Task requirements |
Rewrite the records below with "keypoint" changed to "target point" everywhere it occurs, keeping everything else the same.

Provided material |
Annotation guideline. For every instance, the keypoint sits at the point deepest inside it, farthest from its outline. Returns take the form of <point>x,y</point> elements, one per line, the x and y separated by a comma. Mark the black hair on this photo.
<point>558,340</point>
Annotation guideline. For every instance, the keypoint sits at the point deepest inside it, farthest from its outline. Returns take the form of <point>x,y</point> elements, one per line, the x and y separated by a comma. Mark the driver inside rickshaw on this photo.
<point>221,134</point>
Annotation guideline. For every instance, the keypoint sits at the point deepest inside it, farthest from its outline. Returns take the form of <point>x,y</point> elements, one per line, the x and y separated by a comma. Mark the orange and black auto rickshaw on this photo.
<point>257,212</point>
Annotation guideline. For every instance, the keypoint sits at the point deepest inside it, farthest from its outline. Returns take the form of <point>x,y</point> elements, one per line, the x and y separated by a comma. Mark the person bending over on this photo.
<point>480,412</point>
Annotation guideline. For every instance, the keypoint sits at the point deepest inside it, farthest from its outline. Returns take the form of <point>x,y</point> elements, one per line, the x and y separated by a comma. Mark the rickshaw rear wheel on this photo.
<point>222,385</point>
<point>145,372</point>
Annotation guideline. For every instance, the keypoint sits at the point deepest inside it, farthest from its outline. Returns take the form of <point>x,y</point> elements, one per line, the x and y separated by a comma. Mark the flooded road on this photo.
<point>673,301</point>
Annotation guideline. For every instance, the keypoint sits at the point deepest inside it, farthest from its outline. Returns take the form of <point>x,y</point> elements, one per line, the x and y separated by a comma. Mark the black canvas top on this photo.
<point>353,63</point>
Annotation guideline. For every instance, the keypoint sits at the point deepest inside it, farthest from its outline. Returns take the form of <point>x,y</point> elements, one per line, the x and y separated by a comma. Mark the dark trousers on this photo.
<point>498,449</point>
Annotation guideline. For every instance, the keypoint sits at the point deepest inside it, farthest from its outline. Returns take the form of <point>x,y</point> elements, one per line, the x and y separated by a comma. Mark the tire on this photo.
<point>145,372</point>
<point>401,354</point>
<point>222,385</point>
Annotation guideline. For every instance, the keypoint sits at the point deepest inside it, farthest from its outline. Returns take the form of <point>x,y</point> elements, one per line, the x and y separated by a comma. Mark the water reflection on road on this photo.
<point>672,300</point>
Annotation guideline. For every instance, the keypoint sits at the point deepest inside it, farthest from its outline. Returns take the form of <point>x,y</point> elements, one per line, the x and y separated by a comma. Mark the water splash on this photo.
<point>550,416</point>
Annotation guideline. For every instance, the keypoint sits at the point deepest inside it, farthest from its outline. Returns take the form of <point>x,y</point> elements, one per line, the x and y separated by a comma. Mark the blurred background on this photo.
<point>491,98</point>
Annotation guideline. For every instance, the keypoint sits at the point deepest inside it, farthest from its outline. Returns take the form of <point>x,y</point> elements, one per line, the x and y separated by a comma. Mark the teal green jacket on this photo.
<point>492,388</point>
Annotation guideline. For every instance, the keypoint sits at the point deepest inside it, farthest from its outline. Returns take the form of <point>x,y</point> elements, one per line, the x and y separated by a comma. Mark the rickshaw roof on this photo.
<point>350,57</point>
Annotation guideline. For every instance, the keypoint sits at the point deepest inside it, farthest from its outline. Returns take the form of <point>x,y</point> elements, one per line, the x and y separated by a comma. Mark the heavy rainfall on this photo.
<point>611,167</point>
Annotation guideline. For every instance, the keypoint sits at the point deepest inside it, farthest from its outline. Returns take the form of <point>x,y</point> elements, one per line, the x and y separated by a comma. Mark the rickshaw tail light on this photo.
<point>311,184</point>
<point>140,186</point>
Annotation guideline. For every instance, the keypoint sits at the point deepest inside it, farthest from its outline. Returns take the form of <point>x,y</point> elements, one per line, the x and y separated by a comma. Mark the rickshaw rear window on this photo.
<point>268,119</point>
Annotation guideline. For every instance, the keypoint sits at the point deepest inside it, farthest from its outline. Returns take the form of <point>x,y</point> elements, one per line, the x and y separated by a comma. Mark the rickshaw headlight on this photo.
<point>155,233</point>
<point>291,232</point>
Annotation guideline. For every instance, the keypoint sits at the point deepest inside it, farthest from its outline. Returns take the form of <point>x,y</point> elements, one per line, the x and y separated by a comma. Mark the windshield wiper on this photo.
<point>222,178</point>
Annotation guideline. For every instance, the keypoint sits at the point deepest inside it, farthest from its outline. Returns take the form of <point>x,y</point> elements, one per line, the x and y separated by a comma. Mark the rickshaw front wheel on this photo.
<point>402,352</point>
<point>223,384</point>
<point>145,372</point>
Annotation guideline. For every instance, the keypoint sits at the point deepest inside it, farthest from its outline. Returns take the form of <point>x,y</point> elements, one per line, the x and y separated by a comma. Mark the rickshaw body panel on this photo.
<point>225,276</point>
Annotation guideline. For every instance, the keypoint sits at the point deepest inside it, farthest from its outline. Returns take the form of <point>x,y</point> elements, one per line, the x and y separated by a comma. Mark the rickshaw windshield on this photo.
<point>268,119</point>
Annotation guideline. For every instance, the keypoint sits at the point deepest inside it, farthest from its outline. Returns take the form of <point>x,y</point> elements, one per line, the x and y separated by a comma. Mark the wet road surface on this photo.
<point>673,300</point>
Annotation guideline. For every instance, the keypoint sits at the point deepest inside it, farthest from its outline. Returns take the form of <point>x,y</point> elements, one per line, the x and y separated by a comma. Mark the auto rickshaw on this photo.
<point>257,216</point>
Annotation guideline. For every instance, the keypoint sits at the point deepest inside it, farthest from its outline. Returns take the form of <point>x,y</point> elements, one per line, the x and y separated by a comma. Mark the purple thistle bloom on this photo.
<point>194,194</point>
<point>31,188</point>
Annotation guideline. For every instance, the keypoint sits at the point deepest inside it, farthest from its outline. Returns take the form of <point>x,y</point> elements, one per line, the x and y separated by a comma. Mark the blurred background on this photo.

Solution for this exercise |
Annotation guideline. For every instance, the target point sits at the point deepest inside it, farthest from its outline. Returns take the form of <point>x,y</point> elements, one per line, the x and y separated by a comma. Mark the black hair on this photo.
<point>558,340</point>
Annotation guideline. For every instance, the target point sits at the point deepest inside it, farthest from its outline. Returns take the form of <point>x,y</point> elements, one per line, the x and y separated by a comma. Mark the driver inside rickshaw on this photo.
<point>221,134</point>
Annotation guideline. For every instance, the target point sits at the point deepest inside it, farthest from its outline. Returns take the form of <point>x,y</point> elements, one per line, the x and y separated by a comma. Mark the orange and black auto rickshaw on this photo.
<point>257,212</point>
Annotation guideline. For every instance, the target point sits at the point deepest inside it, farthest from its outline. Returns take the form of <point>x,y</point> elements, one per line, the x and y separated by a comma. Mark the person bending over on this photo.
<point>480,412</point>
Annotation guideline. For every instance, the target point sits at the point deepest inside it, farthest from its outline. Returns take the form of <point>x,y</point> elements, one per line, the x and y separated by a comma. Mark the rickshaw rear wheel on this photo.
<point>222,385</point>
<point>145,372</point>
Annotation guideline. For every instance, the target point sits at the point deepest inside it, farthest from its outline. Returns take the form of <point>x,y</point> elements, one per line, the x and y separated by a comma. Mark the flooded road on this photo.
<point>673,301</point>
Annotation guideline. For every instance, the target point sits at the point deepest inside it, farthest from its outline. Returns take the form of <point>x,y</point> elements, one per line, the x and y separated by a comma. Mark the black canvas top on this photo.
<point>353,63</point>
Annotation guideline. For every instance, the target point sits at the point deepest inside it, farthest from its outline. Returns take the form of <point>x,y</point> elements, one per line, the x and y separated by a comma. Mark the dark trousers on this photo.
<point>498,449</point>
Annotation guideline. For every instance, the target point sits at the point deepest inside it, farthest from its outline. Returns take the form of <point>x,y</point> elements, one per line, the x and y separated by a comma. Mark the tire on this photo.
<point>145,372</point>
<point>401,354</point>
<point>222,385</point>
Annotation guideline. For every instance, the target point sits at the point deepest inside it, farthest from its outline. Returns take the form of <point>x,y</point> elements, one per line, the x and y separated by a comma. Mark the water reflection on road on this photo.
<point>672,300</point>
Annotation guideline. For every instance, the target point sits at the point deepest inside it, farthest from its outline. Returns take the form of <point>x,y</point> elements, one per line, the x and y separated by a comma. Mark the water splash on this photo.
<point>550,416</point>
Annotation guideline. For every instance, the target point sits at the point deepest inside it, farthest from its outline. Returns take the form of <point>x,y</point> elements, one per line, the x and y separated by a comma. Mark the blurred background on this photo.
<point>491,98</point>
Annotation guideline. For every instance, the target point sits at the point deepest inside it, farthest from its outline. Returns take the form of <point>x,y</point> elements, one per line, the x and y separated by a comma. Mark the teal green jacket on this photo.
<point>492,388</point>
Annotation guideline. For every instance, the target point sits at the point deepest inside it, farthest from its outline. Returns take the form of <point>x,y</point> elements, one per line, the x and y separated by a comma. Mark the rickshaw roof on this photo.
<point>350,57</point>
Annotation guideline. For every instance, the target point sits at the point deepest inside it, farthest from its outline. Returns take the form of <point>x,y</point> elements, one per line, the x and y separated by a comma. Mark the heavy rainfall on this photo.
<point>611,167</point>
Annotation guideline. For every instance, the target point sits at the point deepest inside it, farthest from its outline. Returns take the form of <point>x,y</point> elements, one per line, the x and y separated by a comma. Mark the rickshaw tail light on this photo.
<point>311,184</point>
<point>140,186</point>
Annotation guideline. For every instance, the target point sits at the point deepest inside it, farthest from its outline. Returns take the form of <point>x,y</point> elements, one per line, the x and y separated by a comma. Mark the rickshaw rear window on this photo.
<point>268,119</point>
Annotation guideline. For every instance, the target point sits at the point deepest inside it, farthest from its outline. Returns take the form of <point>x,y</point> elements, one per line, the x and y separated by a comma. Mark the rickshaw headlight on this photo.
<point>155,233</point>
<point>291,232</point>
Annotation guideline. For every instance, the target point sits at the point deepest inside it, farthest from its outline. Returns take the form of <point>x,y</point> elements, one per line, the x and y separated by a comma. Mark the windshield wiper on this photo.
<point>222,178</point>
Annotation guideline. For every instance, the target point sits at the point deepest inside it, farthest from its outline. Returns take the form of <point>x,y</point> elements, one per line, the x and y separated by a comma. Mark the rickshaw front wheel on this photo.
<point>402,352</point>
<point>223,384</point>
<point>145,372</point>
Annotation guideline. For every instance, the target point sits at the point deepest inside it, farthest from its outline. Returns take the form of <point>x,y</point> elements, one per line, the x and y separated by a comma. Mark the rickshaw body panel on this photo.
<point>225,276</point>
Annotation guideline. For every instance, the target point sits at the point deepest inside it, farthest from its outline. Returns take the form of <point>x,y</point> elements, one per line, the x and y separated by a comma. Mark the rickshaw windshield on this photo.
<point>268,119</point>
Annotation guideline. For every instance, the target point sits at the point deepest inside it, farthest from its outline. Returns take the form of <point>x,y</point> elements, one per line, the x and y separated by a comma. Mark the wet road surface on this photo.
<point>673,300</point>
Annotation guideline. For every instance, the target point sits at the point deepest inside it, farthest from its outline. Returns take the form of <point>x,y</point> elements, one per line, the x and y separated by a comma. Mark the auto rickshaw on this photo.
<point>257,216</point>
Annotation guideline. For every instance, the target point sits at the point deepest inside it, farthest from its outline. Returns take the form of <point>x,y</point> elements, one per line, the x and y separated by a comma. Mark the purple thistle bloom on this photo.
<point>194,194</point>
<point>31,188</point>
Annotation guideline. For every instance, the target point sits at the point deepest inside it, farthest from its outline. Returns take the form of <point>x,y</point> elements, one per line, the x and y separated by a comma. Mark the blurred background on this photo.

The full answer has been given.